Start
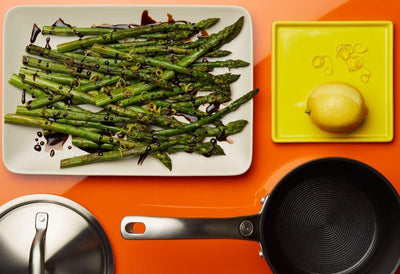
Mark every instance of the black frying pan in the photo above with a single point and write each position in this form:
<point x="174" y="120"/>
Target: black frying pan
<point x="330" y="215"/>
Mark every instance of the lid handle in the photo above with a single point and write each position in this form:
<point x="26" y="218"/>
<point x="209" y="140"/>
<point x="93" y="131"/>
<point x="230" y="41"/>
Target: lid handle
<point x="36" y="256"/>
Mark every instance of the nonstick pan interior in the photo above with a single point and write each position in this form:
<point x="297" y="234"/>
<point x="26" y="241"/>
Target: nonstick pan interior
<point x="332" y="215"/>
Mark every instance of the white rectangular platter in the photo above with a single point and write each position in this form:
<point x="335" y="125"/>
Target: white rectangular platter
End
■ Goal
Reproduce the records verbatim, omitting all images they contain.

■ Response to this task
Mark every instance of the black frying pan in the photo above with a single point and write each position in this form:
<point x="174" y="120"/>
Target: black frying pan
<point x="330" y="215"/>
Mark every instance of the lid handle in the photo above with a single point and write each position in this form:
<point x="26" y="218"/>
<point x="209" y="140"/>
<point x="93" y="131"/>
<point x="230" y="41"/>
Target: lid handle
<point x="36" y="256"/>
Mark every instance of the nonstick pan interior in the photo above with a single point and write each position in this form:
<point x="297" y="234"/>
<point x="26" y="241"/>
Target: nonstick pan interior
<point x="332" y="215"/>
Mark every instance of the white rectangular platter in the photo above with a single point and write each position in this form:
<point x="335" y="125"/>
Target: white rectangular platter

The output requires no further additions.